■ AUFGABE A ■
Schreib aus den Einträgen genau den Teil ab, der mit der Zeile mit „My team needs the bounding box for the wristwatch“ anfängt und bis zum Schluss der Einträge reicht, beide Enden eingeschlossen.

■ TEXTAUSSCHNITT ■

Wie Brücken aufrechterhalten und neue bauen in ein Nachbarland im Kriegszustand? Diese Fragen stellte sich die Leipziger „Stiftung Friedliche Revolution 1989“ im Spätsommer 2025, unterstützt von der Stadt Leipzig. Organisiert wurde die Fahrt eine Leipziger Bürgerdelegation in die ukrainische Hauptstadt Kyjiv, Ziel war es, die nunmehr 65 Jahre alte Städtepartnerschaft zwischen Leipzig und Kyjiv zu beleben, mit Vertreterinnen und Vertretern der ukrainischen Zivilgesellschaft ins Gespräch zu kommen und aus der Begegnung zu lernen, wie Erinnerungskultur auch in Kriegszeiten Gestalt annehmen kann.
Tag I. Ankunft in einer Stadt im Ausnahmezustand
Es ist Nachmittag, als wir nach 26 Stunden Fahrt endlich in Kyjiv ankommen. Der Krieg ist da, noch ehe wir die Koffer auspacken können. Kaum öffnen wir die Zimmertür, heult der erste Luftalarm. Sirenen, eine Stimme aus den Lautsprechern. Willkommen in einer Realität, die hier seit drei Jahren den Alltag bestimmt. Wir sind die erste Leipziger Bürgerdelegation in Kyjiv, eingeladen von Journalistinnen, Museumsdirektorinnen, Frauenaktivistinnen, Kommunalpolitikerinnen, organisiert von der Stiftung Friedliche Revolution, unterstützt von der Stadt Leipzig.
Wir sind gekommen, um zu verstehen. Um zu hören, wie es ist, in einem Land zu leben, das Tag für Tag angegriffen wird. Und um herauszufinden, was Städtepartnerschaft in Kriegszeiten bedeuten kann. Euromaidan: Jeder Tropfen zählt.
Zuerst treffen wir Jana Salachowa, Leiterin des Kyjiver Schauspielerprojekts Theater im Wandel, das Menschen ermutigen möchte, wach und engagiert zu sein. Ihre Augen leuchten, als sie vom Euromaidan erzählt, jener Zeit, als das Land zwischen Verzweiflung und Hoffnung schwankte. Jeder Einzelne sei damals nur ein Tropfen gewesen, sagt sie, aber Tausend Tropfen könnten etwas bewegen.
Sie berichtet, wie es kürzlich gelang, abermals mit „Tausend Tropfen“ ein umstrittenes Vorhaben der Regierung zu stoppen, die Antikorruptionsbüros in der Ukraine zu schwächen. Dank der Proteste vieler junger Menschen in der gesamten Ukraine, die sich für unabhängige Institutionen wie das ukrainische Anti-Korruptionsbüros NABU und SAPO eingesetzt hatten, sei deren Autonomie, die die Regierung abschaffen wollte, durch ein neues Gesetz wiederhergestellt worden.
In Salachowas Stimme liegt Zuversicht: Veränderung beginne im Vertrauen und im Engagement, und beides sei selbst mitten im Krieg lebendig geblieben.

■ ERFASSTE DATEN ■

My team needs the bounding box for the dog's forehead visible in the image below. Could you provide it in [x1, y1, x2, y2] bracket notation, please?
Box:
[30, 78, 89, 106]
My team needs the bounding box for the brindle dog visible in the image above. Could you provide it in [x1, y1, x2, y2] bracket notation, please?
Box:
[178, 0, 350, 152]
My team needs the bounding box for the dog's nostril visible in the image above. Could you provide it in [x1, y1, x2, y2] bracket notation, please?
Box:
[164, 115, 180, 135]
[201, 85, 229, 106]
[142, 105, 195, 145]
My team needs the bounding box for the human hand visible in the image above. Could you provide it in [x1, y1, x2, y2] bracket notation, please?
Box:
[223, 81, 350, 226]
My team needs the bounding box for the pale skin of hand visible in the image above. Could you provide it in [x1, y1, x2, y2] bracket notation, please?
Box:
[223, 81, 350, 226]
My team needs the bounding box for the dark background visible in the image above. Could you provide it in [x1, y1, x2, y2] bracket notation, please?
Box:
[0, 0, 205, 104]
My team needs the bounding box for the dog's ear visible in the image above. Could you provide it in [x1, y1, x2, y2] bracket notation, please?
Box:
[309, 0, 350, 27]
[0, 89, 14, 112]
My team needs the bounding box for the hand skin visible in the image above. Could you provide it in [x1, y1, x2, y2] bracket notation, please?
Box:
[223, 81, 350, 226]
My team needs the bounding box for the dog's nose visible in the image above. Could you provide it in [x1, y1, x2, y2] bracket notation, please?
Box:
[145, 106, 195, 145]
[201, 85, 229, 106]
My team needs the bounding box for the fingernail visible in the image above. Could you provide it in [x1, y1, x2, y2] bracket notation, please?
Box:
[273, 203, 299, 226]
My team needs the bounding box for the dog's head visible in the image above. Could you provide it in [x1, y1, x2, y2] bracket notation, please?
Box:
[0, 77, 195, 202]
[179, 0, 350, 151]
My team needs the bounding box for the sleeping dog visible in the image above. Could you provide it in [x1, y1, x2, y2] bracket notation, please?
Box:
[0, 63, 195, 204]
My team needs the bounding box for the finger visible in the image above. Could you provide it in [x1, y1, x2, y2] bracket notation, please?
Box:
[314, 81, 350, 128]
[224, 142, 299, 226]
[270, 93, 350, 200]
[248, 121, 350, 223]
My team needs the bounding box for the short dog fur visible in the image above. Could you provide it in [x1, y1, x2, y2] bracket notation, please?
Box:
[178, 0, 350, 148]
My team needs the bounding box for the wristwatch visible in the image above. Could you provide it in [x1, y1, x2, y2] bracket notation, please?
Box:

■ AUFGABE B ■
Beantworte diese Fragen zum Textausschnitt, jede auf einer eigenen Zeile:
(i) Wie viele Stunden dauerte die Fahrt nach Kyjiv?
(ii) Wie alt ist die Städtepartnerschaft zwischen Leipzig und Kyjiv?
(iii) Welches Projekt leitet Jana Salachowa?

■ LÖSUNG A ■
My team needs the bounding box for the wristwatch visible in the image above. Could you provide it in [x1, y1, x2, y2] bracket notation, please?
Box:

■ LÖSUNG B ■
(i) 26 Stunden
(ii) 65 Jahre
(iii) Das Kyjiver Schauspielerprojekt Theater im Wandel